• _PROVIDED TEXT_:

The rain has been showering continuously for a few days now making it difficult to get out of the warm bed. Whole day, it has been raining and chilling the moisten air. I desired to keep my stove on all the time so the ardent smell of food dispersed through every room and cozied up every corner.

Semolina is a common breakfast ingredient in India. It is great for Upma (savory semolina with peanut and raisin), idli (steamed rice cake) and several beautiful dessert dishes.

One of the recipes I adore is soft, velvety, creamy, white semolina cooked in coconut milk. Cardamom pods added the robust aroma in the soft texture. It is a hearty sweet breakfast dish. The meek heat gently oozed from the pudding surface and traveled through the air carried the composed coconut and cardamom fragrances. This comforting scent warmed up my home like a giant, thick, woolen blanket.

 

Sweet Semolina with Coconut Milk

Ingredients: (4 Servings)

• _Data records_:
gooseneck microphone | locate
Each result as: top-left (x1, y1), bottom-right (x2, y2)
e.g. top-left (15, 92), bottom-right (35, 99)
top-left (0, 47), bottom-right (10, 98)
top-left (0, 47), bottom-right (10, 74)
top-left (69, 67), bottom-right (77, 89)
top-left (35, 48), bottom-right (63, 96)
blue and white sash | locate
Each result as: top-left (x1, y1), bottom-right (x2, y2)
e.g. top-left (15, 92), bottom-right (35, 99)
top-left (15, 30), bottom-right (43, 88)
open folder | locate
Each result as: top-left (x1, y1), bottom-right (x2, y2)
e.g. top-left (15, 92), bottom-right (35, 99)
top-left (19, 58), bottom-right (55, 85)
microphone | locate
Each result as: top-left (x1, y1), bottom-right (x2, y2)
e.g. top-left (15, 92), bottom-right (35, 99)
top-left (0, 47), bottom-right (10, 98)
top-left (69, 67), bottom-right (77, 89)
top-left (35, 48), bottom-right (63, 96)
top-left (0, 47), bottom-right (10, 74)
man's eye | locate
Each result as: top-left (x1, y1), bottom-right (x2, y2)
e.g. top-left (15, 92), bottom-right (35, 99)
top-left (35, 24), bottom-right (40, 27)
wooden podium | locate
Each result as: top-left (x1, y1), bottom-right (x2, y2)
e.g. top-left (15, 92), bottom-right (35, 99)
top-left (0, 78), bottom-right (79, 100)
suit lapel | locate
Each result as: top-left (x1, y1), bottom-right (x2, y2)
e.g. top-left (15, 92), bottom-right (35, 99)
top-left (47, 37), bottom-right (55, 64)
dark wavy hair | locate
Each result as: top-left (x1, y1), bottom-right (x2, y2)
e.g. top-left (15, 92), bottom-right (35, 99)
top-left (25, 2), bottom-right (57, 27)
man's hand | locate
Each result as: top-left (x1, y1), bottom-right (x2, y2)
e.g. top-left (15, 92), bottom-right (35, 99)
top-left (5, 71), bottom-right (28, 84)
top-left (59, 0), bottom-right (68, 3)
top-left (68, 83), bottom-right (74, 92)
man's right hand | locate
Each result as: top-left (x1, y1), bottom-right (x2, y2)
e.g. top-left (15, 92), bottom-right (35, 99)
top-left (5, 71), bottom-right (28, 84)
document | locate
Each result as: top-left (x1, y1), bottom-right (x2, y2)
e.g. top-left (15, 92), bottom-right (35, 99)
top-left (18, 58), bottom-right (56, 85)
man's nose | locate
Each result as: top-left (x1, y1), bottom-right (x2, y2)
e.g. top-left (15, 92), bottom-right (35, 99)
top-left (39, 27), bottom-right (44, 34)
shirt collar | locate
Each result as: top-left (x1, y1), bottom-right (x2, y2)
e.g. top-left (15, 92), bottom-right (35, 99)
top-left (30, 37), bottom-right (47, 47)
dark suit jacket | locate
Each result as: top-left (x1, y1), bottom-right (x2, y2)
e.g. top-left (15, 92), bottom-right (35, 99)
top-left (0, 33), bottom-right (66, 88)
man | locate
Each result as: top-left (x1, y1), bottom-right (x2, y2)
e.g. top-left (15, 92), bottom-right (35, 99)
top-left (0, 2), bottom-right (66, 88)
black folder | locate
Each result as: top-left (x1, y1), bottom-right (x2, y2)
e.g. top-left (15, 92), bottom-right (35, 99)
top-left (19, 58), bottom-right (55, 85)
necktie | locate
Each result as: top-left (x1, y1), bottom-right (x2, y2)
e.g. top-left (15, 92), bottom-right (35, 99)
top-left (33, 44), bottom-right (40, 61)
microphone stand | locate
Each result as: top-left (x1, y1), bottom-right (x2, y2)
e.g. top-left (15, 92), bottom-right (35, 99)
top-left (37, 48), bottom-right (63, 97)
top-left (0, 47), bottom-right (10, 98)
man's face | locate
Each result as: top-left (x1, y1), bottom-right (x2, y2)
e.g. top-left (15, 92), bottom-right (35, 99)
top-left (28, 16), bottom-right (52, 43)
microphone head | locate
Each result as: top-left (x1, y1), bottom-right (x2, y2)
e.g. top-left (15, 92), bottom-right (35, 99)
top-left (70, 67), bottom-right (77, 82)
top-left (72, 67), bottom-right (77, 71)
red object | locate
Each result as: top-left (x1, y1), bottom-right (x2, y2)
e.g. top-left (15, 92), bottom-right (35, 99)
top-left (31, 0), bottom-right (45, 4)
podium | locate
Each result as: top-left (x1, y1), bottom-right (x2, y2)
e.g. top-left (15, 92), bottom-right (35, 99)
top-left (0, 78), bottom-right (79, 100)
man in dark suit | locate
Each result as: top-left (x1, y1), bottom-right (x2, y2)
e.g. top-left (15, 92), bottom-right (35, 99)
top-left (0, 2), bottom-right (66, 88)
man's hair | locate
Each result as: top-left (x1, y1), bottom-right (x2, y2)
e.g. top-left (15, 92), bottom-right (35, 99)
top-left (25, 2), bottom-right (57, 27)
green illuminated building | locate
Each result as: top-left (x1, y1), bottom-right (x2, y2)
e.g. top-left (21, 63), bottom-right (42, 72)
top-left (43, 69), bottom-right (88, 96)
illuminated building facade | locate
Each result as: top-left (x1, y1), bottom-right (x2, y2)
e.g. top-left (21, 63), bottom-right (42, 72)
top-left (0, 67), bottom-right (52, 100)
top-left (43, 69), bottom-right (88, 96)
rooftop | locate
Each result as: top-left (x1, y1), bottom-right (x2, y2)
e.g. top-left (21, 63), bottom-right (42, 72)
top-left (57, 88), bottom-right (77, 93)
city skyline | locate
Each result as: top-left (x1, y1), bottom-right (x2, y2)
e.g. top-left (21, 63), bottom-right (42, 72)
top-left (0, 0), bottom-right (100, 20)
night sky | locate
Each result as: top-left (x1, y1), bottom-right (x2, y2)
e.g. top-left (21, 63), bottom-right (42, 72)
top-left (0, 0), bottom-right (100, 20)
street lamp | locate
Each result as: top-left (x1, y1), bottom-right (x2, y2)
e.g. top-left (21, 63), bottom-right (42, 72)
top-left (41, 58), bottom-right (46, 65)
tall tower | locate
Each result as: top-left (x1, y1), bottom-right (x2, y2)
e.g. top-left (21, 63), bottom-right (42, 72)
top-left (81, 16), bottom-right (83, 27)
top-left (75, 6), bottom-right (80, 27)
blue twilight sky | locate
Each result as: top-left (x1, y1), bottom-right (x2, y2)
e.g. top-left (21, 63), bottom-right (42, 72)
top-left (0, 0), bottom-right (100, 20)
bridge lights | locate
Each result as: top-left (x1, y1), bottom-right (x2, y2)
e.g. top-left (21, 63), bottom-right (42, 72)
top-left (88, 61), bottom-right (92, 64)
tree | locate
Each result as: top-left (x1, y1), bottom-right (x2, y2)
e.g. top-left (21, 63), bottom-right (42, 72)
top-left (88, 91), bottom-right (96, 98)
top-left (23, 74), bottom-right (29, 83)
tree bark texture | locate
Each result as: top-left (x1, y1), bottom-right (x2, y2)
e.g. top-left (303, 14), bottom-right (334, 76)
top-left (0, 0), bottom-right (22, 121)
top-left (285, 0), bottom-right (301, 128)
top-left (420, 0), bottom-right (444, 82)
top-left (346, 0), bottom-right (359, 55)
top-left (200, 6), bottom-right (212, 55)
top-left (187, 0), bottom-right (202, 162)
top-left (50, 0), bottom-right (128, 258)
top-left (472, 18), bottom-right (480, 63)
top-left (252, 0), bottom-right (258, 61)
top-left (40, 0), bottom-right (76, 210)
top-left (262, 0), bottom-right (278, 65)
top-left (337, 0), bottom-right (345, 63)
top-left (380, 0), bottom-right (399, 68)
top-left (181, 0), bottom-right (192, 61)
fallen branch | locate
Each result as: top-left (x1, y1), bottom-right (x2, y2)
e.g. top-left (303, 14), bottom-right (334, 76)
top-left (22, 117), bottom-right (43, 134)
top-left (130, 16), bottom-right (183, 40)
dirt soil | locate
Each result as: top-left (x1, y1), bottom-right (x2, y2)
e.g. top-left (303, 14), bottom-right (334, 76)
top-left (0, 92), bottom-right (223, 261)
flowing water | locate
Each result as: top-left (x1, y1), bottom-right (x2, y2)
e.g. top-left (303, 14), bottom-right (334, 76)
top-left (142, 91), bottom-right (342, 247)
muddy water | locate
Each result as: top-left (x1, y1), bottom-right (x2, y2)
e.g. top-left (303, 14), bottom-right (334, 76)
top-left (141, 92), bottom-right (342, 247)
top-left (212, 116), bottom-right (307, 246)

• _TASKS TO COMPLETE_:
a - Answer these questions from the sweet semolina text:
(i) What did the writer want to keep on all the time during the rainy days?
(ii) How does the text describe upma?
(iii) How many servings does the ingredient list make?
b - Write the next part of the sweet semolina text, picking up right after "Ingredients: (4 Servings)".

• _RESPONSES BY TASK_:
a -
(i) The stove.
(ii) As savory semolina with peanut and raisin.
(iii) Four servings.

b -
1 cup semolina

2 1/2 cup coconut milk (not coconut cream, if coconut cream is used, dilute it with some water)

2 tbsp sugar or to taste

3 pods cardamom- roughly bruised

Preparation

  1. Toast semolina in the dry pan over the medium heat for 1-2 minutes. Keep aside.
  2. Bring coconut milk with sugar to boil, add cardamom pods.
  3. Add semolina in the boiling coconut milk and continuously stir until all liquid is absorbed. Turn off the heat.
  4. Cover for few minutes. Serve hot.

The comforting semolina was so warm and sweet. The innocent white texture was soft and smooth with the most beautiful fragrance of cardamom. Every grain of semolina was filled with creamy coconut moisture. It was one creamiest warm breakfast we had this season.